• _What is required_
The full set of lines below has to be written out again exactly.

• _Stored data_

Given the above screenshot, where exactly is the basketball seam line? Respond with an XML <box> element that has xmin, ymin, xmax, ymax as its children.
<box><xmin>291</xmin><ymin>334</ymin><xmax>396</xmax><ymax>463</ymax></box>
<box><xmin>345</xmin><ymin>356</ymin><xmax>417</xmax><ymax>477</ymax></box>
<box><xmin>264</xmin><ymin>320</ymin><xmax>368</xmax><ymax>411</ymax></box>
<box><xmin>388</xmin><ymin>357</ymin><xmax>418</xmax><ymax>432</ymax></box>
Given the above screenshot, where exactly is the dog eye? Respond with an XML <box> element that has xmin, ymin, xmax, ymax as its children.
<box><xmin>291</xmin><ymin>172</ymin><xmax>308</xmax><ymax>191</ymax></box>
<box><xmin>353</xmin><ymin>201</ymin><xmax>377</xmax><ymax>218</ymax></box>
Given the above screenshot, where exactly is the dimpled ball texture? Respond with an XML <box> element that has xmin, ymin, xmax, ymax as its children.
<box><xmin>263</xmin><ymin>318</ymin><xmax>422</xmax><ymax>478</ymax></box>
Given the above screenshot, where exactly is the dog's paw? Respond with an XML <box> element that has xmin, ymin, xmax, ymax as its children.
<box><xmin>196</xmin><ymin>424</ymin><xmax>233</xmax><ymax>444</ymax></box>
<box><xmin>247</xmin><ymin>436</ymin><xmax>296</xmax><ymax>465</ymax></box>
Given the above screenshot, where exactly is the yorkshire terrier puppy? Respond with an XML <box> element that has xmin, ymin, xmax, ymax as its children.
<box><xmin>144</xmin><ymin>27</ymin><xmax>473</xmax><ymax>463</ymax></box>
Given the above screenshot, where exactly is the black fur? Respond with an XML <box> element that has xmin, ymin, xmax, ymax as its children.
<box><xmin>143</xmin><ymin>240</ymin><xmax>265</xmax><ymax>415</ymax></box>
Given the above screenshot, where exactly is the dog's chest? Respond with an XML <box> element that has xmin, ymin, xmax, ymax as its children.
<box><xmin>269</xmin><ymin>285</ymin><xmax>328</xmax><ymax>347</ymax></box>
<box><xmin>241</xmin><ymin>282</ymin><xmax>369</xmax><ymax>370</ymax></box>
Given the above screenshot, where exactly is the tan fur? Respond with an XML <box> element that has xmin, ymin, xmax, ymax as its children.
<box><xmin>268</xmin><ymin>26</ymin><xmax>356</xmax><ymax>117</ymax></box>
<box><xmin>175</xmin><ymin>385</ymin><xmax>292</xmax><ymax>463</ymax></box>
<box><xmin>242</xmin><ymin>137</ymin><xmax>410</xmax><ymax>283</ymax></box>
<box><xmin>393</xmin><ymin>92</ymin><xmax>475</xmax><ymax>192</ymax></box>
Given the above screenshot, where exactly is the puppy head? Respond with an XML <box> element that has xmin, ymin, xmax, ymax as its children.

• _Task result_
Given the above screenshot, where exactly is the basketball seam line? Respond with an XML <box> element that has xmin, ymin, xmax, ymax as its children.
<box><xmin>291</xmin><ymin>334</ymin><xmax>396</xmax><ymax>463</ymax></box>
<box><xmin>345</xmin><ymin>356</ymin><xmax>417</xmax><ymax>477</ymax></box>
<box><xmin>264</xmin><ymin>320</ymin><xmax>368</xmax><ymax>411</ymax></box>
<box><xmin>388</xmin><ymin>357</ymin><xmax>418</xmax><ymax>432</ymax></box>
Given the above screenshot, where exactly is the dog eye? Respond with an XML <box> element that has xmin, ymin, xmax, ymax as its children.
<box><xmin>291</xmin><ymin>172</ymin><xmax>308</xmax><ymax>191</ymax></box>
<box><xmin>353</xmin><ymin>201</ymin><xmax>377</xmax><ymax>218</ymax></box>
Given the above screenshot, where exactly is the dimpled ball texture? Respond with an XML <box> element that has xmin, ymin, xmax, ymax as its children.
<box><xmin>263</xmin><ymin>318</ymin><xmax>422</xmax><ymax>478</ymax></box>
Given the above screenshot, where exactly is the dog's paw? Respond with an XML <box> element that has xmin, ymin, xmax, ymax as its children.
<box><xmin>196</xmin><ymin>424</ymin><xmax>233</xmax><ymax>444</ymax></box>
<box><xmin>247</xmin><ymin>436</ymin><xmax>296</xmax><ymax>465</ymax></box>
Given the above screenshot, where exactly is the yorkshire terrier puppy? Respond with an XML <box> element that has xmin, ymin, xmax, ymax as its children.
<box><xmin>144</xmin><ymin>27</ymin><xmax>473</xmax><ymax>463</ymax></box>
Given the above screenshot, where exactly is the black fur? Respond with an XML <box> element that has xmin, ymin, xmax, ymax as its children.
<box><xmin>143</xmin><ymin>240</ymin><xmax>265</xmax><ymax>415</ymax></box>
Given the above screenshot, where exactly is the dog's chest? Respond with an XML <box> element that has xmin, ymin, xmax, ymax as its children.
<box><xmin>269</xmin><ymin>285</ymin><xmax>328</xmax><ymax>347</ymax></box>
<box><xmin>241</xmin><ymin>282</ymin><xmax>369</xmax><ymax>370</ymax></box>
Given the above screenshot, where exactly is the tan fur? Respond with an XML <box> element that has xmin, ymin, xmax, ymax as its children.
<box><xmin>268</xmin><ymin>26</ymin><xmax>356</xmax><ymax>117</ymax></box>
<box><xmin>175</xmin><ymin>385</ymin><xmax>292</xmax><ymax>463</ymax></box>
<box><xmin>242</xmin><ymin>137</ymin><xmax>410</xmax><ymax>283</ymax></box>
<box><xmin>393</xmin><ymin>92</ymin><xmax>475</xmax><ymax>192</ymax></box>
Given the above screenshot, where exactly is the puppy head? Respond with an XML <box> element that has xmin, ymin, xmax, ymax as its children.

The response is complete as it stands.